(THE TASKS):
(a) According to the article below on Rails and the `.pluck` method, what are the two benefits of using `.pluck` in place of `.map`?
(b) Continue the article below on using `.pluck` for a subset of model attributes, starting after its final sentence.

*** EXCERPTED PASSAGE ***

Pull in Viget posts
This commit is contained in:
@@ -0,0 +1,183 @@
|
||||
---
|
||||
title: "Use .pluck If You Only Need a Subset of Model Attributes"
|
||||
date: 2014-08-20T00:00:00+00:00
|
||||
draft: false
|
||||
needs_review: true
|
||||
canonical_url: https://www.viget.com/articles/pluck-subset-rails-activerecord-model-attributes/
|
||||
---
|
||||
|
||||
*Despite some exciting advances in the field, like
|
||||
[Node](http://nodejs.org/), [Redis](http://redis.io/), and
|
||||
[Go](https://golang.org/), a well-structured relational database fronted
|
||||
by a Rails or Sinatra (or Django, etc.) app is still one of the most
|
||||
effective toolsets for building things for the web. In the coming weeks,
|
||||
I'll be publishing a series of posts about how to be sure that you're
|
||||
taking advantage of all your RDBMS has to offer.*
|
||||
|
||||
IF YOU ONLY REQUIRE a few attributes from a table, rather than
|
||||
instantiating a collection of models and then running a `.map` over them
|
||||
to get the data you need, it's much more efficient to use `.pluck` to
|
||||
pull back only the attributes you need as an array. The benefits are
|
||||
twofold: better SQL performance and less time and memory spent in
|
||||
Rubyland.

*** RECORDS SHOWN ***

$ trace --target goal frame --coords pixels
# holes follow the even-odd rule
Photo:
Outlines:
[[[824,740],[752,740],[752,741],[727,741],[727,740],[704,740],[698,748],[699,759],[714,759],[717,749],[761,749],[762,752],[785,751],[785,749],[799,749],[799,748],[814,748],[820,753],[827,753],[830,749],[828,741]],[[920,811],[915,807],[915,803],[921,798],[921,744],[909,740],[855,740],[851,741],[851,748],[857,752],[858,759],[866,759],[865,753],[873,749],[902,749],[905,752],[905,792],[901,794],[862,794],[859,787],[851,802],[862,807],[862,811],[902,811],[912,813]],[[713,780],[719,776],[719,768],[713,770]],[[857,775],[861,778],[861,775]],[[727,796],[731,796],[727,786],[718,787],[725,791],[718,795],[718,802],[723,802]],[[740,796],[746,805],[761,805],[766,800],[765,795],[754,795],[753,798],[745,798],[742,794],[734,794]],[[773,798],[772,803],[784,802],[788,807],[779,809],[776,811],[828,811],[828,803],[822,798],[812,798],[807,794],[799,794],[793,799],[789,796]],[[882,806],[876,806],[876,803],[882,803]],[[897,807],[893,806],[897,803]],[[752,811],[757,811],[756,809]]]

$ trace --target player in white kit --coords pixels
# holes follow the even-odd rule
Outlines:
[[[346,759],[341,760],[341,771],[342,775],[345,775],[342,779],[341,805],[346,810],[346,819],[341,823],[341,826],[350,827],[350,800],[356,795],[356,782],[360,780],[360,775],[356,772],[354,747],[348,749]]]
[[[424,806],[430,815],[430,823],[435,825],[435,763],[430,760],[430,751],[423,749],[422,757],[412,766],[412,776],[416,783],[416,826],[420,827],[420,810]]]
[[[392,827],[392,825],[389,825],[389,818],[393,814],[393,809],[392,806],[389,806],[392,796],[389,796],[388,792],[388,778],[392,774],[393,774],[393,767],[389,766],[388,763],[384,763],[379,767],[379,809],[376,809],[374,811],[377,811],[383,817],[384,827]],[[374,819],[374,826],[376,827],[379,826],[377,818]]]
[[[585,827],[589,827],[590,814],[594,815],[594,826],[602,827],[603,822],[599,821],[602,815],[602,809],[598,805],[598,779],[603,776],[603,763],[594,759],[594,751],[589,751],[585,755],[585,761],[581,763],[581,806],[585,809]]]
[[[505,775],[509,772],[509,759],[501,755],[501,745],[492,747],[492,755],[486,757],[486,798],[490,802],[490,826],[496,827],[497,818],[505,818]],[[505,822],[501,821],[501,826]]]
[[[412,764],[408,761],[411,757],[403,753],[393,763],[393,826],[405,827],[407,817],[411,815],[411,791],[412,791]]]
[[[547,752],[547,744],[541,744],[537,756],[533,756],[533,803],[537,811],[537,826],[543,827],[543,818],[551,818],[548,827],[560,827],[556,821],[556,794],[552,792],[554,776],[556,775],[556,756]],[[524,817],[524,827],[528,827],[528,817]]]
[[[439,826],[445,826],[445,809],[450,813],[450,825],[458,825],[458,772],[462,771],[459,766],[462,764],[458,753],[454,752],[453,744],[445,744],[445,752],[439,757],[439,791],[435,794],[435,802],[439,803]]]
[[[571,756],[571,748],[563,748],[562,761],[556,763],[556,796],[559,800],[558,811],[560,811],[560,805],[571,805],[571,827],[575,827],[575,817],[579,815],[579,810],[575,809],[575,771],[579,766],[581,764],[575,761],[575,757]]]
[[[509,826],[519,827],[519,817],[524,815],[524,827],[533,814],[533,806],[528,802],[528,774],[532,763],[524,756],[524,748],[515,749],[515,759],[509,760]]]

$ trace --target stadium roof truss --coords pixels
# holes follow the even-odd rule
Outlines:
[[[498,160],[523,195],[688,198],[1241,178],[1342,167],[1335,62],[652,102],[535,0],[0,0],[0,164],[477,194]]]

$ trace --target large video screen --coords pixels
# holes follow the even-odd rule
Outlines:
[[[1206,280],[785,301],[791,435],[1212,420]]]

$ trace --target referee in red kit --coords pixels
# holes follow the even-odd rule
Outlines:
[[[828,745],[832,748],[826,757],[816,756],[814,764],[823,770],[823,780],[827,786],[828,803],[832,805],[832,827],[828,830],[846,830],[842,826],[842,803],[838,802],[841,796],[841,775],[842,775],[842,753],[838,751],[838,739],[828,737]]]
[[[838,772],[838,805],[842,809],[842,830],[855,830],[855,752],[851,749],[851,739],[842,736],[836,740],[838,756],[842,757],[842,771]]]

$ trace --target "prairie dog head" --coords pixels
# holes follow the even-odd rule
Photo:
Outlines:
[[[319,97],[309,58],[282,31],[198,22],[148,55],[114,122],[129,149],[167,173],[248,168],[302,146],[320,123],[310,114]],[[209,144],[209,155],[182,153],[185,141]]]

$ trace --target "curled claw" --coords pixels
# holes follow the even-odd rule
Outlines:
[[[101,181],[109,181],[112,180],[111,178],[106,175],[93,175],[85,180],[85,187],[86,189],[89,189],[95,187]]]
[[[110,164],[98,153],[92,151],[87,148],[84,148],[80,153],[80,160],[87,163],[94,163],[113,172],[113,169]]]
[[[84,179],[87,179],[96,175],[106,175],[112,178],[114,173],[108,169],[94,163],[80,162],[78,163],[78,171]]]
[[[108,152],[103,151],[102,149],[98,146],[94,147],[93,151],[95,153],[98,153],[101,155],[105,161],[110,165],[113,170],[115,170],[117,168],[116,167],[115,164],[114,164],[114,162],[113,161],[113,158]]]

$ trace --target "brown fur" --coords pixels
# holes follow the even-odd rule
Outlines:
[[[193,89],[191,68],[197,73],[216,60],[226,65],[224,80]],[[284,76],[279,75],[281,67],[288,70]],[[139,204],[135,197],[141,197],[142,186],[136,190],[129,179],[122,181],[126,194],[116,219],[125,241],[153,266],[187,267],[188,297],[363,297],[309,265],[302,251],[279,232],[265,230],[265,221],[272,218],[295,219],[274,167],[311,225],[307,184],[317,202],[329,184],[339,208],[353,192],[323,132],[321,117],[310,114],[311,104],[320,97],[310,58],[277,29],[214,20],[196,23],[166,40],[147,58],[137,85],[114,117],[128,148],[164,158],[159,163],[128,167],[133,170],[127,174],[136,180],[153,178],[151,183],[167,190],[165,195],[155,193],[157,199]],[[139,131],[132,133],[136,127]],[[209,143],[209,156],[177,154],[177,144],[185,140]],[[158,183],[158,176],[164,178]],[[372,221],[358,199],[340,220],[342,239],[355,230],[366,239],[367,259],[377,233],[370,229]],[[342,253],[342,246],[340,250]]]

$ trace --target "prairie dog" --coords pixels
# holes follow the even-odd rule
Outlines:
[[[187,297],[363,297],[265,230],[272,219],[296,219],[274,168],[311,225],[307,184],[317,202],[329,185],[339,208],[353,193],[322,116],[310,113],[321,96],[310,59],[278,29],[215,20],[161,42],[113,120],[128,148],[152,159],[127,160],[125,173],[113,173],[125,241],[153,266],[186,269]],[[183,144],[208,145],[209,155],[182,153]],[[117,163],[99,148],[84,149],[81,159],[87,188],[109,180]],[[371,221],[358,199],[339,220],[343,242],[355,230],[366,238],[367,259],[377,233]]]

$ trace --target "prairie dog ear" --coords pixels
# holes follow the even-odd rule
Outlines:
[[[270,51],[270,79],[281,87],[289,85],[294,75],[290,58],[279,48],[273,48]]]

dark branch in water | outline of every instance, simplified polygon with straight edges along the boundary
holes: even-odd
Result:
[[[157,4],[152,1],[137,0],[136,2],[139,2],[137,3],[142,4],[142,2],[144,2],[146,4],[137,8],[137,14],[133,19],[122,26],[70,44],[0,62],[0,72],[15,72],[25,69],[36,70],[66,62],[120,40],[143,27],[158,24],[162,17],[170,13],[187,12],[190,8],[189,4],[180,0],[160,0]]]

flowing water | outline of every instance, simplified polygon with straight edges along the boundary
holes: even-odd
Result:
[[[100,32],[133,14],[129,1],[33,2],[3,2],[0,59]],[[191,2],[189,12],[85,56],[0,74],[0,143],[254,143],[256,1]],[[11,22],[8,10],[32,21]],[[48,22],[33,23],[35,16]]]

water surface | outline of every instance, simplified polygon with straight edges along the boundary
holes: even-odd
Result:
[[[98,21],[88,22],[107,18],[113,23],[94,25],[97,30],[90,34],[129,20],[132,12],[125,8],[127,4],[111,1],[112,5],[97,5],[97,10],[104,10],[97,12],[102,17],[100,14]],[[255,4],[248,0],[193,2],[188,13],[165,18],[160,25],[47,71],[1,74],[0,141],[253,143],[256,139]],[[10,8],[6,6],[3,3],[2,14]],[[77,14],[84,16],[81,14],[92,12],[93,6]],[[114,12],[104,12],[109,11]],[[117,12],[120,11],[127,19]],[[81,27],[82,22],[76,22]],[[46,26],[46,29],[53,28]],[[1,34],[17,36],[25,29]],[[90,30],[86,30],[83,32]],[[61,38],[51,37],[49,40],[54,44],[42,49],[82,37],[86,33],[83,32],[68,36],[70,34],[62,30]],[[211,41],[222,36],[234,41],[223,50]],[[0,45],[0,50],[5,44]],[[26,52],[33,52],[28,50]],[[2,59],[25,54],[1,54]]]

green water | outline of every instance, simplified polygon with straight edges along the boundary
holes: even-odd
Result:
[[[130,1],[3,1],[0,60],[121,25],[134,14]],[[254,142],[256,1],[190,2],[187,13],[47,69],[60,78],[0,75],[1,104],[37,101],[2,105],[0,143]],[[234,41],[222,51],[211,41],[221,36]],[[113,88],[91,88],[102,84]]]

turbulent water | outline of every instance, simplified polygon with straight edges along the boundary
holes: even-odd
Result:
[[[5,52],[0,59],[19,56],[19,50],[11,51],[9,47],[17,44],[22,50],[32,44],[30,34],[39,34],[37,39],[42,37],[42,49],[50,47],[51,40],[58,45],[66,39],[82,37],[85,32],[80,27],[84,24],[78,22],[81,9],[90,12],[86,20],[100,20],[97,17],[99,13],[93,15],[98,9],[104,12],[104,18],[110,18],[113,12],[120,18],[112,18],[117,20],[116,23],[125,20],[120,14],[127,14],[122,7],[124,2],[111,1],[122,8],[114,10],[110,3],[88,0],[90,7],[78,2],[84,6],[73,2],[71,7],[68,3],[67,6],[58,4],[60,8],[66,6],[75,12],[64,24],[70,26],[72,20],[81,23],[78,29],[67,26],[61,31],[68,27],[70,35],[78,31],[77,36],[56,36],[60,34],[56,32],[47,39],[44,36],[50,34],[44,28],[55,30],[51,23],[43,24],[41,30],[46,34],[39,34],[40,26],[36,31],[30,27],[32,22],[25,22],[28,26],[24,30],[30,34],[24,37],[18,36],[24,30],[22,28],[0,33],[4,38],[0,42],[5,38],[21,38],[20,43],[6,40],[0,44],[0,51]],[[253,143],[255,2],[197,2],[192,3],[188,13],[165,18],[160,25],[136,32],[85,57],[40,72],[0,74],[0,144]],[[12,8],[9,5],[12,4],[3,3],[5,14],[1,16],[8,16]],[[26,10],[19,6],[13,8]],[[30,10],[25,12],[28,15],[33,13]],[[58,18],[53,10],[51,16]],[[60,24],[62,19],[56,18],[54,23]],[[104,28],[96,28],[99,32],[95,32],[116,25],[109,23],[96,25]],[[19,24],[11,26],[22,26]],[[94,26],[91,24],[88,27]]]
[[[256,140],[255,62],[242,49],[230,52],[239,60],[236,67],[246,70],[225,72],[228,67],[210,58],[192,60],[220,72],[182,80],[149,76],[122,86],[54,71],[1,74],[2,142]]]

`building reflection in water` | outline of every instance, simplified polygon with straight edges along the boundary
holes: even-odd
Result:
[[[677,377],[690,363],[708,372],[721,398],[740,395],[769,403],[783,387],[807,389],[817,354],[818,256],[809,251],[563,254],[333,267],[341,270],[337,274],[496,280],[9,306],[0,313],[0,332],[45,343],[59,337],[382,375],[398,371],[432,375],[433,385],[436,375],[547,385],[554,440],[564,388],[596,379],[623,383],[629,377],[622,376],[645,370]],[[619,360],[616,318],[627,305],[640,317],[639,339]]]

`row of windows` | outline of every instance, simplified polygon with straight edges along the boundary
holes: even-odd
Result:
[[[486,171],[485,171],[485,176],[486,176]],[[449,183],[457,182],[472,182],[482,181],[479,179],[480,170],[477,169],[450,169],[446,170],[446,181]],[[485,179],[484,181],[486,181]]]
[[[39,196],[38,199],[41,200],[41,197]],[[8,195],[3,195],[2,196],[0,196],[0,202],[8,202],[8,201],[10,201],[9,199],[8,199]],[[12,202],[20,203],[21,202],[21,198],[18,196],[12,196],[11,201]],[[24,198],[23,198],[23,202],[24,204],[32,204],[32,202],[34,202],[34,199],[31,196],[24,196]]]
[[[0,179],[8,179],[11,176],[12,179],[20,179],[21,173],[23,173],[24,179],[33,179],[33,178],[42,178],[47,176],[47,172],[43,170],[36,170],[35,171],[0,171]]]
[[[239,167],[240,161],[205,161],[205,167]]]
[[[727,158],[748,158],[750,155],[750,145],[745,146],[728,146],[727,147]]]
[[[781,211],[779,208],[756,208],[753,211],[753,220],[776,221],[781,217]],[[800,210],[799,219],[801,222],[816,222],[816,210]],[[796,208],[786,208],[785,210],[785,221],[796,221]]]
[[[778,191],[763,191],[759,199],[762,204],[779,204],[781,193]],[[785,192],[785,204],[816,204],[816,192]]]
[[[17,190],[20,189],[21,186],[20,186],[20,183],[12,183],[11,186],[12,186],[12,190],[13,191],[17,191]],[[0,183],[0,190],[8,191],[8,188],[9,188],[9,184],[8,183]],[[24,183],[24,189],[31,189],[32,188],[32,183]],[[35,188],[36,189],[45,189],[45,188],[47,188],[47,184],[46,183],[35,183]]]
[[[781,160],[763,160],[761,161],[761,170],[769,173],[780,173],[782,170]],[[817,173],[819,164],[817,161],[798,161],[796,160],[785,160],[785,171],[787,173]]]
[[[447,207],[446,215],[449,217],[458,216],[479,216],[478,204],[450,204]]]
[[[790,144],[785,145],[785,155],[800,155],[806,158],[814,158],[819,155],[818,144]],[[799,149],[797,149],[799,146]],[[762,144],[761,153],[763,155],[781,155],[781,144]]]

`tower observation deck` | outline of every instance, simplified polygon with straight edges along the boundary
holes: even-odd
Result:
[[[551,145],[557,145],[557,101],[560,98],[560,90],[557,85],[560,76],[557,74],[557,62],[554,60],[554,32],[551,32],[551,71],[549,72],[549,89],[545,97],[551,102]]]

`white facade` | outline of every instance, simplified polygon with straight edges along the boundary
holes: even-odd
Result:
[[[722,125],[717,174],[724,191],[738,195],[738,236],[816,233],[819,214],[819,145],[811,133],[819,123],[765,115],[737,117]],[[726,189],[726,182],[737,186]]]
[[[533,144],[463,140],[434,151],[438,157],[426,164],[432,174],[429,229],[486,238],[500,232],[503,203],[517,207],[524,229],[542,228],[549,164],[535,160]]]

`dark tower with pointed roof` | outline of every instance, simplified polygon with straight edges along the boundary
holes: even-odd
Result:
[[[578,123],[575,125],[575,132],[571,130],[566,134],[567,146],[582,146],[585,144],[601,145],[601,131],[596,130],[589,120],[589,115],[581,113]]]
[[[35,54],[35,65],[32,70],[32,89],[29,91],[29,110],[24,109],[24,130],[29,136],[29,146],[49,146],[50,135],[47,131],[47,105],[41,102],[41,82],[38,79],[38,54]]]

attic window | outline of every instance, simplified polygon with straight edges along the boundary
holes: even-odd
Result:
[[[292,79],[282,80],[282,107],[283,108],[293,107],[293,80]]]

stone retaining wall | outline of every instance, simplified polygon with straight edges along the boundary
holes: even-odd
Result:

***

(PER-TASK OUTPUTS):
(a) Better SQL performance and less time and memory spent in Rubyland.

(b)
|
||||
|
||||
To illustrate, let's use an app I've been working on that takes
|
||||
[Harvest](http://www.getharvest.com/) data and generates reports. As a
|
||||
baseline, here is the execution time and memory usage of `rails runner`
|
||||
with a blank instruction:
|
||||
|
||||
$ time rails runner ""
|
||||
real 0m2.053s
|
||||
user 0m1.666s
|
||||
sys 0m0.379s
|
||||
|
||||
$ memory_profiler.sh rails runner ""
|
||||
Peak: 109240
|
||||
|
||||
In other words, it takes about two seconds and 100MB to boot up the app.
|
||||
We calculate memory usage with a modified version of [this Unix
|
||||
script](http://stackoverflow.com/a/1269490).
|
||||
|
||||
Now, consider a TimeEntry model in our time tracking application (of
|
||||
which there are 314,420 in my local database). Let's say we need a list
|
||||
of the dates of every single time entry in the system. A naïve approach
|
||||
would look something like this:
|
||||
|
||||
dates = TimeEntry.all.map { |entry| entry.logged_on }
|
||||
|
||||
It works, but seems a little slow:
|
||||
|
||||
$ time rails runner "TimeEntry.all.map { |entry| entry.logged_on }"
|
||||
real 0m14.461s
|
||||
user 0m12.824s
|
||||
sys 0m0.994s
|
||||
|
||||
Almost 14.5 seconds. Not exactly webscale. And how about RAM usage?
|
||||
|
||||
$ memory_profiler.sh rails runner "TimeEntry.all.map { |entry| entry.logged_on }"
|
||||
Peak: 1252180
|
||||
|
||||
About 1.25 gigabytes of RAM. Now, what if we use `.pluck` instead?
|
||||
|
||||
dates = TimeEntry.pluck(:logged_on)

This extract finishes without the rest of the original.